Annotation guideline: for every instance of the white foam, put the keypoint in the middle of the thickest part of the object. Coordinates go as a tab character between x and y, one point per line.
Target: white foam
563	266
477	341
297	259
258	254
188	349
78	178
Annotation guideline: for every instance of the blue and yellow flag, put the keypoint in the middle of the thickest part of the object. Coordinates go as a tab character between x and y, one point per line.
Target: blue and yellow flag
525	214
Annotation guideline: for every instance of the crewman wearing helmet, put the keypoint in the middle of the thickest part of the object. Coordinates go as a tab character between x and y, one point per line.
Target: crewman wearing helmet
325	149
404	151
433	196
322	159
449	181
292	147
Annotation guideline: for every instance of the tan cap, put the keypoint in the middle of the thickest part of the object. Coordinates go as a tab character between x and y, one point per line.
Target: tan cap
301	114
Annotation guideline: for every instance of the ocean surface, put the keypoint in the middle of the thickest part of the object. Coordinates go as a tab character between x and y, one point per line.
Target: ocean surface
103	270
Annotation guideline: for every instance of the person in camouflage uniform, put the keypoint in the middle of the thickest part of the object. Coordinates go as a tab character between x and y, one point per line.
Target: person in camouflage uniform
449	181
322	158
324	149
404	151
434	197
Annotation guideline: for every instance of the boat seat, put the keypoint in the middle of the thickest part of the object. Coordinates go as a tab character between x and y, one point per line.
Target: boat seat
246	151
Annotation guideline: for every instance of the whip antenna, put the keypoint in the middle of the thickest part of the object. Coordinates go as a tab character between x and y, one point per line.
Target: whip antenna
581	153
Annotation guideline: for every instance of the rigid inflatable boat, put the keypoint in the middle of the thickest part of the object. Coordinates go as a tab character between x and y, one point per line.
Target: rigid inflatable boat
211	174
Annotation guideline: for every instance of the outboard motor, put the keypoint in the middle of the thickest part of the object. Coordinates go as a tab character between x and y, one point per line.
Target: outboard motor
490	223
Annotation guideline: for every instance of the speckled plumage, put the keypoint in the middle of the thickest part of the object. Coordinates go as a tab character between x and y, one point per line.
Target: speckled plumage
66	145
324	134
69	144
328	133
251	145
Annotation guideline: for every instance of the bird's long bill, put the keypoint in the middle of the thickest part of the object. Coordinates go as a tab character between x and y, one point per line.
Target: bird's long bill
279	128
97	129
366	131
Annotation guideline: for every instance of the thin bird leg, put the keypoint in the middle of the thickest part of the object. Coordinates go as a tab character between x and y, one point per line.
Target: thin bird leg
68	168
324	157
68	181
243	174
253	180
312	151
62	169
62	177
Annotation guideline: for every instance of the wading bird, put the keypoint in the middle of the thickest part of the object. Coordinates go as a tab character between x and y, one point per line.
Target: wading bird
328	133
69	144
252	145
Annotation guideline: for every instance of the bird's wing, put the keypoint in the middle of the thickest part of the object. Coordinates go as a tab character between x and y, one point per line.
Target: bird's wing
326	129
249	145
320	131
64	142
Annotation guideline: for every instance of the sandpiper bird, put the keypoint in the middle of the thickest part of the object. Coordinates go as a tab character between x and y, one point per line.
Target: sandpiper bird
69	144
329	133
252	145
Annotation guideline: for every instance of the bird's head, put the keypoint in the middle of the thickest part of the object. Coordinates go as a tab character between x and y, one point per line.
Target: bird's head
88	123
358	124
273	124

____________

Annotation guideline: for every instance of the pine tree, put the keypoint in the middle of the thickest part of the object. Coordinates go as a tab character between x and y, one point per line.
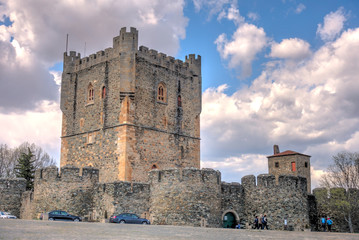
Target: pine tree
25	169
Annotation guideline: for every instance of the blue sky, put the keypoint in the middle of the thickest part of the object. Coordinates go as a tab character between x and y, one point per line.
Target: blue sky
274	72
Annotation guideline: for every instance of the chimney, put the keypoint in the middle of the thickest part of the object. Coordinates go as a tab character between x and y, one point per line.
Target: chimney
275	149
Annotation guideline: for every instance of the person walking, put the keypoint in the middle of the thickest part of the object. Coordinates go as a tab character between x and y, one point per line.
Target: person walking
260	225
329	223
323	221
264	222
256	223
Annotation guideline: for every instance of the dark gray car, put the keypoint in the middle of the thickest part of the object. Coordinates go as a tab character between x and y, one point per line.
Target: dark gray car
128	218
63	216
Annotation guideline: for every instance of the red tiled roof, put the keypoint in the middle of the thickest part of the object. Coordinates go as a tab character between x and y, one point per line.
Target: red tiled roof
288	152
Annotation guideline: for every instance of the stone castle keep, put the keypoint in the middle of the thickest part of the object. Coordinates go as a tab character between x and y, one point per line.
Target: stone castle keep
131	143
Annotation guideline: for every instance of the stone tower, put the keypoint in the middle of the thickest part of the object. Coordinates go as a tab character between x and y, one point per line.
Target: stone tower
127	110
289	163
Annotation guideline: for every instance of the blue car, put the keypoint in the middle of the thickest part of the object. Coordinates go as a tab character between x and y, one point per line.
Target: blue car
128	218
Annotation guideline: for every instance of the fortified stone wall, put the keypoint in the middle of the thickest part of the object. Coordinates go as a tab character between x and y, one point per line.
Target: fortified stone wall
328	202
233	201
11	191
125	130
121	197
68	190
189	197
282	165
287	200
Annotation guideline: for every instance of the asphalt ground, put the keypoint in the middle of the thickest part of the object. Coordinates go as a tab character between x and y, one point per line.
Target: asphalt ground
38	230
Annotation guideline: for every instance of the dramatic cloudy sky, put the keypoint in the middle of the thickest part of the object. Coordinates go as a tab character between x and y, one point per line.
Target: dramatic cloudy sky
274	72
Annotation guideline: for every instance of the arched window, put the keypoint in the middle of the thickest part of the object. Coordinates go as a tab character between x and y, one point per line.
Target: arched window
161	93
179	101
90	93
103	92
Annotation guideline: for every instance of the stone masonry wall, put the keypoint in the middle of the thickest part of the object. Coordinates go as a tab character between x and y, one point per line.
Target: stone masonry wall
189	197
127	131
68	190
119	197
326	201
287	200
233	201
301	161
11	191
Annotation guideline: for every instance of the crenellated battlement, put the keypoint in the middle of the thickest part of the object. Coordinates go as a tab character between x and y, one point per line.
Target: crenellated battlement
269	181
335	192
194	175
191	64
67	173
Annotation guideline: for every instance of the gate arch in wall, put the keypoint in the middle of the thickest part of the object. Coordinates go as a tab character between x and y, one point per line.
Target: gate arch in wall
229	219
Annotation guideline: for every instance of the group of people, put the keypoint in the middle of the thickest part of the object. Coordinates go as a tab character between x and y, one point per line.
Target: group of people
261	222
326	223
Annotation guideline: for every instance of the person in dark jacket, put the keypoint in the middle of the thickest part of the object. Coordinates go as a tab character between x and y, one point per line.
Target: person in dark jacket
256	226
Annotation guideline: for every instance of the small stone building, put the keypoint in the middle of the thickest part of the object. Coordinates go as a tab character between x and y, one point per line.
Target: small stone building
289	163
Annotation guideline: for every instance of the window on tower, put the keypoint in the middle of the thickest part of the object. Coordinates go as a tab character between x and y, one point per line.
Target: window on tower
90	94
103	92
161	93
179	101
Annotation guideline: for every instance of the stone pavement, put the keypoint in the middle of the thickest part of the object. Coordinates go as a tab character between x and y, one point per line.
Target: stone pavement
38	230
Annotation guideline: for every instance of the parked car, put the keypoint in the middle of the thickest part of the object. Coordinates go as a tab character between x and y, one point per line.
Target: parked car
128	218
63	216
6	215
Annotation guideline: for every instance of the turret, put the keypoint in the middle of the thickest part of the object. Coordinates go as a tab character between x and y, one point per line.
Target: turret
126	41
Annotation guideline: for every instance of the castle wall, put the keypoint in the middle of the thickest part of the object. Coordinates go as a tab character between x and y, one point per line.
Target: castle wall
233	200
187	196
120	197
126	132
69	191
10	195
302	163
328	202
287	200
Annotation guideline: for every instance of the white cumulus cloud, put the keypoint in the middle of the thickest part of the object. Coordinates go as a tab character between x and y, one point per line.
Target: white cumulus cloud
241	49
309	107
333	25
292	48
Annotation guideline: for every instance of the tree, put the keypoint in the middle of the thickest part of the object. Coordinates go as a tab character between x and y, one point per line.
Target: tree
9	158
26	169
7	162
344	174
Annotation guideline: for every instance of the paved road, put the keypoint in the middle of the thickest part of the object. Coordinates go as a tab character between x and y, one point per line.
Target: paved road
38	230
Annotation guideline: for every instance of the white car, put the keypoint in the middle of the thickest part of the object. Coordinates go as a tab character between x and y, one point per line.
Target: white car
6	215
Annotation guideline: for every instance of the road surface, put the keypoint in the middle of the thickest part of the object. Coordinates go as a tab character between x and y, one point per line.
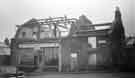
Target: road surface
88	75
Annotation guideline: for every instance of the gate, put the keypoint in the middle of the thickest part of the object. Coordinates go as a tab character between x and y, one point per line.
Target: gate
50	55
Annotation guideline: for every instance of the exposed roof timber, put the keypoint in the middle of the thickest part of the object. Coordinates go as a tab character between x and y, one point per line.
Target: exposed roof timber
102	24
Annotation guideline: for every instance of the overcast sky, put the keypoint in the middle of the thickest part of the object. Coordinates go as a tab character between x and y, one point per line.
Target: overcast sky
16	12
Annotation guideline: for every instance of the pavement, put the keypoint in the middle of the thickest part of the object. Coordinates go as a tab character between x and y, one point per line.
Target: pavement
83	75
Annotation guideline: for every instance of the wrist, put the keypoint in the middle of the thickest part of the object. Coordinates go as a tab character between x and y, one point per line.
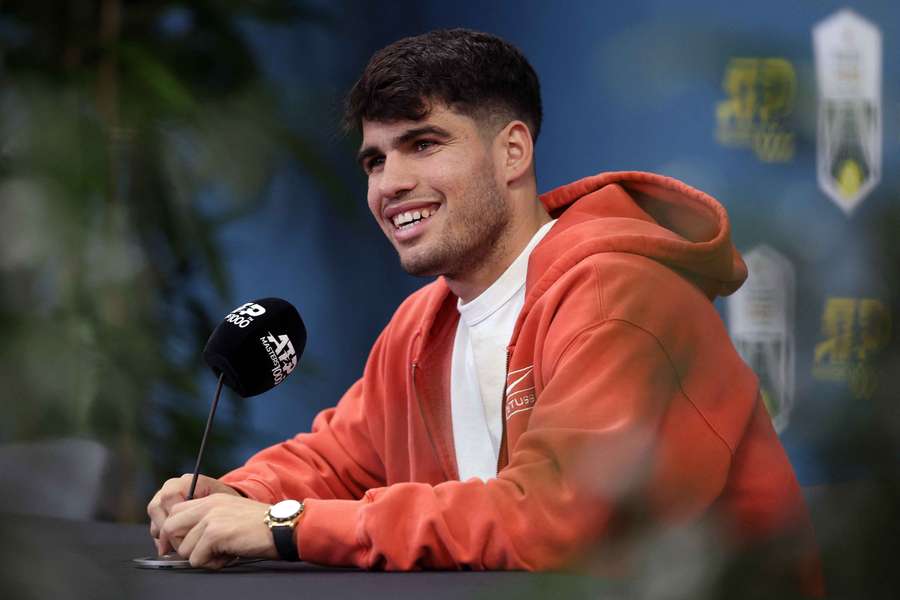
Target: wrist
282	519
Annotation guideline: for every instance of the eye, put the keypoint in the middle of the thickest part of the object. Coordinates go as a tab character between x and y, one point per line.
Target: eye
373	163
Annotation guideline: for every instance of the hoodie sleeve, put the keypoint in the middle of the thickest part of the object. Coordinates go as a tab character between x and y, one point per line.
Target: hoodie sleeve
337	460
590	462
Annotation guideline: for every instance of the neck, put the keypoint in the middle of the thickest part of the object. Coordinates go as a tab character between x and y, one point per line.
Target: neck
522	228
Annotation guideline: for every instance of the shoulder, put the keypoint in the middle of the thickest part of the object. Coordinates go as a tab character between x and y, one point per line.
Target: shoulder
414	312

____________

§ **Goal**
Return every line in the entries above that contains the word "gray", copying each one in full.

§ **Result of the exercise**
Annotation guideline: for every instance of the dark gray car, put the keypoint in the middle of the thickest part of the object. Coordinates go as a tab character between x and y, one point per line.
Target: dark gray car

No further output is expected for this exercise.